Material for the task:
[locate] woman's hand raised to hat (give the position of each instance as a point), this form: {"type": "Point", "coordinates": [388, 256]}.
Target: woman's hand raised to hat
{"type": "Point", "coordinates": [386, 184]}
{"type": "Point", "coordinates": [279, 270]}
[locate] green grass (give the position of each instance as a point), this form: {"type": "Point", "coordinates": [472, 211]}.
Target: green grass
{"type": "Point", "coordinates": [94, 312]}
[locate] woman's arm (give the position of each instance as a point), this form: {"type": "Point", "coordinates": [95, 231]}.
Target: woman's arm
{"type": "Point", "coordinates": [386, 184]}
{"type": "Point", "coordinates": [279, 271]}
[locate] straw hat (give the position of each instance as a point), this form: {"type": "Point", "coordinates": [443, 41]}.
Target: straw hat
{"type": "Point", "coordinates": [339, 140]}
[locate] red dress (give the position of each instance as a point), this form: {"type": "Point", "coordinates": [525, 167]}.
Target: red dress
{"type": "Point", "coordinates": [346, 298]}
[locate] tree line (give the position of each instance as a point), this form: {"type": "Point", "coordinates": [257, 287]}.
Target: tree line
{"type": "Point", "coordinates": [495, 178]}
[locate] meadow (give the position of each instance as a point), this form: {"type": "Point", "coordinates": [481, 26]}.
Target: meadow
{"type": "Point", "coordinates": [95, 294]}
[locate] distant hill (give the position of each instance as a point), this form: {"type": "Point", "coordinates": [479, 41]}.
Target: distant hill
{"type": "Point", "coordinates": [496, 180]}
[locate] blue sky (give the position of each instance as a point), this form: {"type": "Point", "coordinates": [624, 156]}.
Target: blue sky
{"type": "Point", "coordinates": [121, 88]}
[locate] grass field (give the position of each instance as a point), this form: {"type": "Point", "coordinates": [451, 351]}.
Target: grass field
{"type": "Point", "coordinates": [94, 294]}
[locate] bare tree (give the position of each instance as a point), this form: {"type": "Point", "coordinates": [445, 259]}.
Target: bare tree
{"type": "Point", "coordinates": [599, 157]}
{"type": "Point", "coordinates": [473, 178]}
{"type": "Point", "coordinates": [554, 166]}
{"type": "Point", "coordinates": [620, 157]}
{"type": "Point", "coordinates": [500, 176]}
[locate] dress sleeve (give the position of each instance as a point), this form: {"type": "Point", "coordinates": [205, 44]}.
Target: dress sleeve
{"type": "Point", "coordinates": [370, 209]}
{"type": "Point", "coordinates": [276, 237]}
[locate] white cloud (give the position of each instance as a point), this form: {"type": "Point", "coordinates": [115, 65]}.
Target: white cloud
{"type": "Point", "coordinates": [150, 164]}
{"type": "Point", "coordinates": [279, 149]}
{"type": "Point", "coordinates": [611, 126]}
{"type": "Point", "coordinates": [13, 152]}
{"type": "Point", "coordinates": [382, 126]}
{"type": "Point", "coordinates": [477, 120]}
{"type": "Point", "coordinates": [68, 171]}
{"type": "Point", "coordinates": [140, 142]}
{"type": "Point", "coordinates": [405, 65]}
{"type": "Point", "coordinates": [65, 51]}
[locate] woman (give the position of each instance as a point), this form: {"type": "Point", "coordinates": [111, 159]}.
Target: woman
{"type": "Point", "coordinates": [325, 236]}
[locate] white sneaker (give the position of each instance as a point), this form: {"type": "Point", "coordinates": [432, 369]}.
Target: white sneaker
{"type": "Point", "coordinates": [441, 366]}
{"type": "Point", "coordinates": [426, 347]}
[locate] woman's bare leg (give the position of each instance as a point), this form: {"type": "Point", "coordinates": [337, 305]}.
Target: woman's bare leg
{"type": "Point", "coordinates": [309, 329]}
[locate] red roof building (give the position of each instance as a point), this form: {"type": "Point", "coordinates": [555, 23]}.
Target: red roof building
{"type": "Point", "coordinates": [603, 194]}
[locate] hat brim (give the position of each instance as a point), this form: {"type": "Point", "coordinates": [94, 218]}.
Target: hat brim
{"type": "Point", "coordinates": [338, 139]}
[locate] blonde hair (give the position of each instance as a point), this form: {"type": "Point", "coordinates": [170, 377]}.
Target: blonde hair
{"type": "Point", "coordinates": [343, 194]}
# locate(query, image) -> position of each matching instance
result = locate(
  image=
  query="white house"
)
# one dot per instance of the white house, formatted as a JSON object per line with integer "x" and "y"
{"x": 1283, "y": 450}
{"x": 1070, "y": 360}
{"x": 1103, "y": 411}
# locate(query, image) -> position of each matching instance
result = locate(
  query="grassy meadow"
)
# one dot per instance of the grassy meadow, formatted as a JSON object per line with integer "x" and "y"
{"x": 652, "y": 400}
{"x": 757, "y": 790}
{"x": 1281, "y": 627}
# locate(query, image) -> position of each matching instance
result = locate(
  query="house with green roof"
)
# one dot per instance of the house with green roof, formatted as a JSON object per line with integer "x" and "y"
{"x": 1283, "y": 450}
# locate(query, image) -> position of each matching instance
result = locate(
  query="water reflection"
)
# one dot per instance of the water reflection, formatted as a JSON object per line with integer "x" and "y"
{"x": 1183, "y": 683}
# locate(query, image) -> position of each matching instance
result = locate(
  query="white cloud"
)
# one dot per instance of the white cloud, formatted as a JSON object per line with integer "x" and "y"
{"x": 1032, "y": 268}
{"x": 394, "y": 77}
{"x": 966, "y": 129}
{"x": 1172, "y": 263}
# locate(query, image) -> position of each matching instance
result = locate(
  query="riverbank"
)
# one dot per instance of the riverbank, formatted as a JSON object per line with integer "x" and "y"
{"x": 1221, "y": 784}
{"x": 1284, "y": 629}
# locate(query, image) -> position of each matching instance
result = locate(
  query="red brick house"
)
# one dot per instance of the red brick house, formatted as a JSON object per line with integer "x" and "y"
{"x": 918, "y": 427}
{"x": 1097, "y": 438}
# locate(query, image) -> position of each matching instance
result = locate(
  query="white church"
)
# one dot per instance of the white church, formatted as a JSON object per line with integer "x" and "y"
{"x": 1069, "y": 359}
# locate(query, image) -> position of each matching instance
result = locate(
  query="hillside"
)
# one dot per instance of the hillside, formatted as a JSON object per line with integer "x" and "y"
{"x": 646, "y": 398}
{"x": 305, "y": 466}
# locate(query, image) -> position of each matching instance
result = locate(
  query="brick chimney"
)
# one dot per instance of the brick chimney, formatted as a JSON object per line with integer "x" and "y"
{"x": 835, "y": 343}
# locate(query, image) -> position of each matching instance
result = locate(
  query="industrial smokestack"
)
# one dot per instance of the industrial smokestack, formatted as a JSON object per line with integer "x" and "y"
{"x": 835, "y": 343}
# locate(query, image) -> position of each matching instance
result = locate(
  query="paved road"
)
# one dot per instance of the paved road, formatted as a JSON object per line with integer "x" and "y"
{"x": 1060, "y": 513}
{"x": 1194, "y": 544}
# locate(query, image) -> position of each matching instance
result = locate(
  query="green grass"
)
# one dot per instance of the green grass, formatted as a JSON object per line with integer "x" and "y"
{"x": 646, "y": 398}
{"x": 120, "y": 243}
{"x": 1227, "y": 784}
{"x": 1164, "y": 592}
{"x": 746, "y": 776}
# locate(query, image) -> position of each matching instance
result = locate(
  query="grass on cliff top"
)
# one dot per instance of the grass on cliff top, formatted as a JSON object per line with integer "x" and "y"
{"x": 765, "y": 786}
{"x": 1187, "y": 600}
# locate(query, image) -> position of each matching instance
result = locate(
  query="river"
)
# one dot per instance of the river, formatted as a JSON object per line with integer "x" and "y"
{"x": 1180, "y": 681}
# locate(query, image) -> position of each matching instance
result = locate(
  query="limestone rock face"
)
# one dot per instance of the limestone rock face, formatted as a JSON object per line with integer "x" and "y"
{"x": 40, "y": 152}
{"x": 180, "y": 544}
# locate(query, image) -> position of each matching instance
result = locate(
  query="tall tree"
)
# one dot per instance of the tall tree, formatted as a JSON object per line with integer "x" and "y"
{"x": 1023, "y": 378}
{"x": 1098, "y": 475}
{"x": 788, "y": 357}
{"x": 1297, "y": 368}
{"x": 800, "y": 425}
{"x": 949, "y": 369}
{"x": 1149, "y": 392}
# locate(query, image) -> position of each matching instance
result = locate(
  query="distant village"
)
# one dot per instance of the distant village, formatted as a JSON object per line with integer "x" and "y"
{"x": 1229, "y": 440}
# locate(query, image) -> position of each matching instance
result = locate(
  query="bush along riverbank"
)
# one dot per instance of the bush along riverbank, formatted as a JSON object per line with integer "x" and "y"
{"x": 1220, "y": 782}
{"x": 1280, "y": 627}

--

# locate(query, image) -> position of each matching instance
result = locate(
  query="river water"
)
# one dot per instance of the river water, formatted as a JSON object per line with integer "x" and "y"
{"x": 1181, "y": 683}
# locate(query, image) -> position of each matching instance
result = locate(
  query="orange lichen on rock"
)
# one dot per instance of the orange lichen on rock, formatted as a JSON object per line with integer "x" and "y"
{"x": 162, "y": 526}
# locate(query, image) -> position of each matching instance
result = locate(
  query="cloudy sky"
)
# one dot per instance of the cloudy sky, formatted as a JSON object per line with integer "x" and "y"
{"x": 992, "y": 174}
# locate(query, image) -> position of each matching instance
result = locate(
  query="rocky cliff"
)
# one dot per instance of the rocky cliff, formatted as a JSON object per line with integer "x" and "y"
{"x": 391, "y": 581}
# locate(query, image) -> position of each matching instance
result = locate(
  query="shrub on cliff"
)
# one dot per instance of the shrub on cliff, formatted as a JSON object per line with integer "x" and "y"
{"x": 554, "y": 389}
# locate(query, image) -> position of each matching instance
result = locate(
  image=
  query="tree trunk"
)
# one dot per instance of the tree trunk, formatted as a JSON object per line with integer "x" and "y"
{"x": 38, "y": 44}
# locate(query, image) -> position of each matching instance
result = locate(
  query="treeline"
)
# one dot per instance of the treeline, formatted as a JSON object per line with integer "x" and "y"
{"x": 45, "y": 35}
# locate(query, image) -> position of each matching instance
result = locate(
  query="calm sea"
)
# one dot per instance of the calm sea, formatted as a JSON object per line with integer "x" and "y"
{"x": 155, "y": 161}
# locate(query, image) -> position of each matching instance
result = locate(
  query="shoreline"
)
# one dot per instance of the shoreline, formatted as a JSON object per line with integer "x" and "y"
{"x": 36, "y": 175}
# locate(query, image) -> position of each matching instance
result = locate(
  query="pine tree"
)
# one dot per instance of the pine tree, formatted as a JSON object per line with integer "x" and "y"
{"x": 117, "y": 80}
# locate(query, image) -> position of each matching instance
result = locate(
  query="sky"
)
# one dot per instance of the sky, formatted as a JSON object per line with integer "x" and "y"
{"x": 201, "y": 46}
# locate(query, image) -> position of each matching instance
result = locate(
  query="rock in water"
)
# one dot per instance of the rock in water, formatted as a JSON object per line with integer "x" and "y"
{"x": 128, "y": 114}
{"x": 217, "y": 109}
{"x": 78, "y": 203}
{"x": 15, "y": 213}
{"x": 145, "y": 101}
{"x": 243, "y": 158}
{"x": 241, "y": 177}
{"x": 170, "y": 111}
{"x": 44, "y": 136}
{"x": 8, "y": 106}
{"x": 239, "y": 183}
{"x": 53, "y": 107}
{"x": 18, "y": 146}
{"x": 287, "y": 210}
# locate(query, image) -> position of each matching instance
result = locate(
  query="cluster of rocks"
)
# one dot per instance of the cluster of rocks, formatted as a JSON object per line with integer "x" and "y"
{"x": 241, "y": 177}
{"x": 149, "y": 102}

* * *

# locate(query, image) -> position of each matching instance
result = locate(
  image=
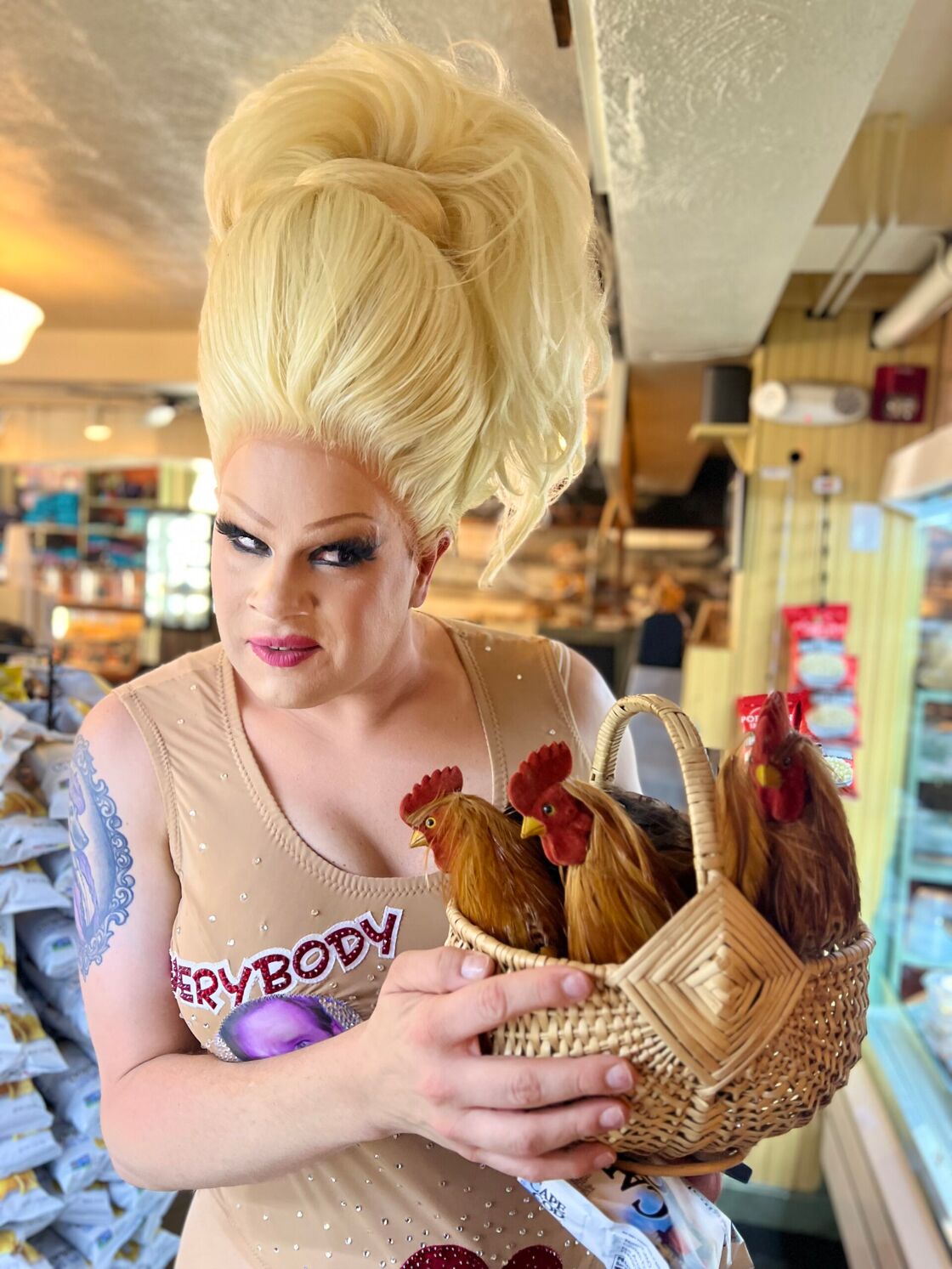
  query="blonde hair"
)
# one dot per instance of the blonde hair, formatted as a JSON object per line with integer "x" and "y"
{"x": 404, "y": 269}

Directions for this task: Collect every line of the records that contains the word "orange", and list those lines in order.

Response to this task:
  query="orange lichen on rock"
# one dot per instance of the orange lichen on rock, formatted as a JSON object per line with integer "x" and "y"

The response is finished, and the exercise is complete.